-- Texte fourni --
« Nos traces au pays s’effacent par la longue absence. Je suis sur un pont cassé. J’ai quitté une rive sans pouvoir joindre l’autre bout, car ici je ne suis pas reconnue. Ceux qui sont restés croient que je suis arrivée … »
…Madame Harris découvre Besançon en juillet 2002, munie d’une bourse de la France, pour un stage de 2 mois au CLA. A Monrovia, au Libéria , pays anglophone, elle enseigne le français langue étrangère, langue qu’elle a apprise en Guinée où son père avait rejoint l’armée française et combattu en Indochine. Le Libéria connaît depuis 1989 une guerre civile qui a fait de nombreuses victimes, au nombre desquelles son mari, assassiné en 1992.
Au bout de 2 semaines de stage, un appel de sa sœur l’avertit que sa maison a été brûlée en pleine nuit, 2 de ses frères tués, ses enfants dispersés. Elle l’enjoint de rester en France, sa vie est en danger, elle veillera avec sa mère sur ses 6 enfants.
Pauline demande donc l’asile politique, et à l’issue de son stage, elle est hébergée dans un centre d’accueil, percevant 90 € par mois. « Je gardais 10 € pour moi comme argent de poche, j’envoyais le reste au pays ».
Venue pour 2 mois, elle restera à Besançon.
En 2004 elle obtient enfin ses papiers de réfugiée politique et sa carte de séjour de 10 ans. Comprenant qu’une partie de sa vie se passera désormais à Besançon, et désireuse de s’intégrer au plus vite, elle s’inscrit à l’IUT où elle passe une licence professionnelle de conduite de projets internationaux de co-développement. Dans ce cadre, un stage de 3 mois l’emmènera en Mauritanie pour participer à un programme de lutte contre la mendicité.

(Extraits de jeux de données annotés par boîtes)

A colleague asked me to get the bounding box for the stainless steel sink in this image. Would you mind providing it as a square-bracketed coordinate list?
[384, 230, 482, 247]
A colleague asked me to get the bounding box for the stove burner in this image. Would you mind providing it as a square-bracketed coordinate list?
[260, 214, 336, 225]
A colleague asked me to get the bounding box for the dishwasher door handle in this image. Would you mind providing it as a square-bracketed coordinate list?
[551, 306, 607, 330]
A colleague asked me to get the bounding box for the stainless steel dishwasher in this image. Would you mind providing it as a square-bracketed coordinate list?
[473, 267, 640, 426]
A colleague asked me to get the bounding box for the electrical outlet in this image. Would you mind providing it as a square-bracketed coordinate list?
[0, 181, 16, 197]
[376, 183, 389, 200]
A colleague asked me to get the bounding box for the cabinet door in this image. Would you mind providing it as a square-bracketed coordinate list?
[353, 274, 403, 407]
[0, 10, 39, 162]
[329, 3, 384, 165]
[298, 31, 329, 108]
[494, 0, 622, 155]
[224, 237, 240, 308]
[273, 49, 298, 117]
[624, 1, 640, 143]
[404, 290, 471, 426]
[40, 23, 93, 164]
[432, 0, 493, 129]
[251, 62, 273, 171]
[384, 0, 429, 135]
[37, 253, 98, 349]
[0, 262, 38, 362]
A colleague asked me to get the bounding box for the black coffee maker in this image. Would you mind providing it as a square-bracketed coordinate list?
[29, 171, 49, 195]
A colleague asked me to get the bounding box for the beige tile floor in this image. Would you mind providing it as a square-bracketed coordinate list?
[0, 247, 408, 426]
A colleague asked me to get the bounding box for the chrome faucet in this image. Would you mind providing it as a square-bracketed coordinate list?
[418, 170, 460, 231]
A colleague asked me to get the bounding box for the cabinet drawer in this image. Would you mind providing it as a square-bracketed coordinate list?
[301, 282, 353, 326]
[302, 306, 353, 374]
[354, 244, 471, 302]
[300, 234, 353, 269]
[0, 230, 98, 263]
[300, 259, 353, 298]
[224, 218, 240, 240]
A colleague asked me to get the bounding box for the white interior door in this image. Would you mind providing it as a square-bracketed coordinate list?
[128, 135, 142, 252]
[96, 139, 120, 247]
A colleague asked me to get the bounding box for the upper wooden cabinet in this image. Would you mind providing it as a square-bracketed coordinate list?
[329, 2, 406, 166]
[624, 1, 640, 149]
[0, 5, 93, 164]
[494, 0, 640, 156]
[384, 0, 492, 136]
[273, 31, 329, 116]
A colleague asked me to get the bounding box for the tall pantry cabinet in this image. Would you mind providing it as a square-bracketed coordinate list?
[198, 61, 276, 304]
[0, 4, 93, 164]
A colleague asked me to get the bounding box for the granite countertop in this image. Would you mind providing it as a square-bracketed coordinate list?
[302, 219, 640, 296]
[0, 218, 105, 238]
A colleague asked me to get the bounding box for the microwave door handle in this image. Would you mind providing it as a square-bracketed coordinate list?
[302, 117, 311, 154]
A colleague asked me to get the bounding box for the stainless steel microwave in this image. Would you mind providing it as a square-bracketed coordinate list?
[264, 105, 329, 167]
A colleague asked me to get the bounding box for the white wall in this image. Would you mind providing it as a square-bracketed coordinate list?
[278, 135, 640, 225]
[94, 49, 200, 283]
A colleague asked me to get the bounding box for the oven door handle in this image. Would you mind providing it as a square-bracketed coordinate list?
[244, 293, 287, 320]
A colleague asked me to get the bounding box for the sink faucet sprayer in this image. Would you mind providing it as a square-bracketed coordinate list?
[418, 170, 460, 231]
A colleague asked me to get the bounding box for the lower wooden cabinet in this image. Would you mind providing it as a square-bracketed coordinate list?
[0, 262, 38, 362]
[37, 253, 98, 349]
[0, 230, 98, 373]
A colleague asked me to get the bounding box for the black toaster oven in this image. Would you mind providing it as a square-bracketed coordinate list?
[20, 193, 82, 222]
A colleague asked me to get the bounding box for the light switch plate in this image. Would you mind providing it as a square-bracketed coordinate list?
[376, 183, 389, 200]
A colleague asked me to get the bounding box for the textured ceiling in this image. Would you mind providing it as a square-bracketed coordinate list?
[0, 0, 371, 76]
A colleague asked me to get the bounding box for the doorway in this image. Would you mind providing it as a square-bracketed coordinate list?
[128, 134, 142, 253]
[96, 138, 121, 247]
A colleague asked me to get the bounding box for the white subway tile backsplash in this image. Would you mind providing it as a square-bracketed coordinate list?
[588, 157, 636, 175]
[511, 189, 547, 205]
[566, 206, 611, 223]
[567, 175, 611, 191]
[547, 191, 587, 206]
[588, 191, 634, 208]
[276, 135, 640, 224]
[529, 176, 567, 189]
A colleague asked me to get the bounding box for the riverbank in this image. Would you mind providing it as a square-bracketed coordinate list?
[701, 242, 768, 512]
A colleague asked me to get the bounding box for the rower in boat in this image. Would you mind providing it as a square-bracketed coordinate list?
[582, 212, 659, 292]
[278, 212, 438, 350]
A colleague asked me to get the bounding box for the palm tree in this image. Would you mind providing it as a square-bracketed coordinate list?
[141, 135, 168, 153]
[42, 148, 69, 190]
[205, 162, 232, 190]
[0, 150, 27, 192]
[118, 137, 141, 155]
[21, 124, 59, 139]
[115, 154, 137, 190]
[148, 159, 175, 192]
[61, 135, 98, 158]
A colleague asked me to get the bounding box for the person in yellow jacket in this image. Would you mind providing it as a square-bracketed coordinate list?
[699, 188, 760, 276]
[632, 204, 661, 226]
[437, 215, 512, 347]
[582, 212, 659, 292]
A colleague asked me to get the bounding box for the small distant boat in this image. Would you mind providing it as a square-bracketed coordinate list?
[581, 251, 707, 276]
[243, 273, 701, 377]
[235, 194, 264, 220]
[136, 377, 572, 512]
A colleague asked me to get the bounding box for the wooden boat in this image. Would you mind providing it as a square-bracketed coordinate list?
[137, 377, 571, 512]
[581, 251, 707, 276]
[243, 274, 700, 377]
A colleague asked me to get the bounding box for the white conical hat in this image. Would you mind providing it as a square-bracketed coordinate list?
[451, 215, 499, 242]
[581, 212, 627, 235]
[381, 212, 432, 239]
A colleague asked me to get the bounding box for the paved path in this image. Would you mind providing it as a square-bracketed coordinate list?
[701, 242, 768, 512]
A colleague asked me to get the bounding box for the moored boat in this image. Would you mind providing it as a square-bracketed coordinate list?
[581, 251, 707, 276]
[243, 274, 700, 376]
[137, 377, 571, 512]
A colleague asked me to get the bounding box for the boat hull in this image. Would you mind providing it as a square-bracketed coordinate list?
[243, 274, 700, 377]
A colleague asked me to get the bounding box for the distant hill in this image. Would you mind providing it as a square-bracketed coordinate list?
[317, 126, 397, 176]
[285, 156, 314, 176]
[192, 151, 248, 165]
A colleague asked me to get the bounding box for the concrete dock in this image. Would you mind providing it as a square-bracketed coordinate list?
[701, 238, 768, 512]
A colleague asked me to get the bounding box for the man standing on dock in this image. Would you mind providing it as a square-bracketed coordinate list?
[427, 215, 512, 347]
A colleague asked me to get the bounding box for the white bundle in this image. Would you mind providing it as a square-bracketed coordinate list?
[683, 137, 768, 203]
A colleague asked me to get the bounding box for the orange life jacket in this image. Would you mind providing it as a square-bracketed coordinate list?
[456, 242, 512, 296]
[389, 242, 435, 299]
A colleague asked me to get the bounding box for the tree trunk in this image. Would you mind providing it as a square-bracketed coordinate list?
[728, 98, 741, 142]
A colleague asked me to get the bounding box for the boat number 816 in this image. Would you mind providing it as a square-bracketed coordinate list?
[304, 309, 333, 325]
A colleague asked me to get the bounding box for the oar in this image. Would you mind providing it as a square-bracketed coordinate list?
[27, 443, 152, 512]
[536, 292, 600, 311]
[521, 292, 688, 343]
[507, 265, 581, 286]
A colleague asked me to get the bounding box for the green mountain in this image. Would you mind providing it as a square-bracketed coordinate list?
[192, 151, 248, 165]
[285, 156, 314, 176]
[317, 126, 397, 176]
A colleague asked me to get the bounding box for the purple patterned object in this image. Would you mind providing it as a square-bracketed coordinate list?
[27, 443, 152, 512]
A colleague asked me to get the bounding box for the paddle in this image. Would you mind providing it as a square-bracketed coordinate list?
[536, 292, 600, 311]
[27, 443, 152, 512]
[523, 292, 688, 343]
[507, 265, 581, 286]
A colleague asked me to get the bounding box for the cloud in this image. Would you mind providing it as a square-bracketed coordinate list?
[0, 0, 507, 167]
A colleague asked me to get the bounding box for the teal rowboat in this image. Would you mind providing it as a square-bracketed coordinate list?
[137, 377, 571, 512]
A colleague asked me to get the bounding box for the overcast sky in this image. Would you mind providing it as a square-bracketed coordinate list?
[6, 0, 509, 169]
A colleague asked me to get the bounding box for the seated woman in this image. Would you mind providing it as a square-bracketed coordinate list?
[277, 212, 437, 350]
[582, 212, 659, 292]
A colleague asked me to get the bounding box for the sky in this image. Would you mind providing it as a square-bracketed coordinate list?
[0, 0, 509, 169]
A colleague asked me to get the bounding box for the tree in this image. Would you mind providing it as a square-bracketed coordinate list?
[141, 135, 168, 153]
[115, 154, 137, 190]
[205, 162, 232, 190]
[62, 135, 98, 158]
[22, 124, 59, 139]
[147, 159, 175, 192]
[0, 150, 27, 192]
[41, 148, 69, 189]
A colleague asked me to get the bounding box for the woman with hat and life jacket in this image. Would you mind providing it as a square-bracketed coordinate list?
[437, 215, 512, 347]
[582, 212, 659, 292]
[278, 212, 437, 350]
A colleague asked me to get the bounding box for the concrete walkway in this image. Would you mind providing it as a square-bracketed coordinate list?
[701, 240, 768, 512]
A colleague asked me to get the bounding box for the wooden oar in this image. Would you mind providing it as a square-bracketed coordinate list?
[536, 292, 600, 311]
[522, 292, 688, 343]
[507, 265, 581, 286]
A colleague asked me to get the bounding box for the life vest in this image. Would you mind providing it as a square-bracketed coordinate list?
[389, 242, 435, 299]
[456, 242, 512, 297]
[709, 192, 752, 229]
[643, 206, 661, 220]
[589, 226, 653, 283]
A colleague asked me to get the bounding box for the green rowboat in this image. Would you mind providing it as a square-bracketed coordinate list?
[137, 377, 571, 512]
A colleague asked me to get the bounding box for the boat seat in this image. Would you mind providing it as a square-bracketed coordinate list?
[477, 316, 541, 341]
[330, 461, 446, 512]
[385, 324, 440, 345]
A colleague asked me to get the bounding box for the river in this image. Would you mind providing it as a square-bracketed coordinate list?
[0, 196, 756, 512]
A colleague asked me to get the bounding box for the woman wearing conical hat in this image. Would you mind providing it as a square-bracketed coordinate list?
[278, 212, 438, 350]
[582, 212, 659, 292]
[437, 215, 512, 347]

-- Consigne --
Veuillez relever, dans l'ordre où elles apparaissent, toutes les années mentionnées dans le récit de Madame Harris.

-- Réponse --
2002, 1989, 1992, 2004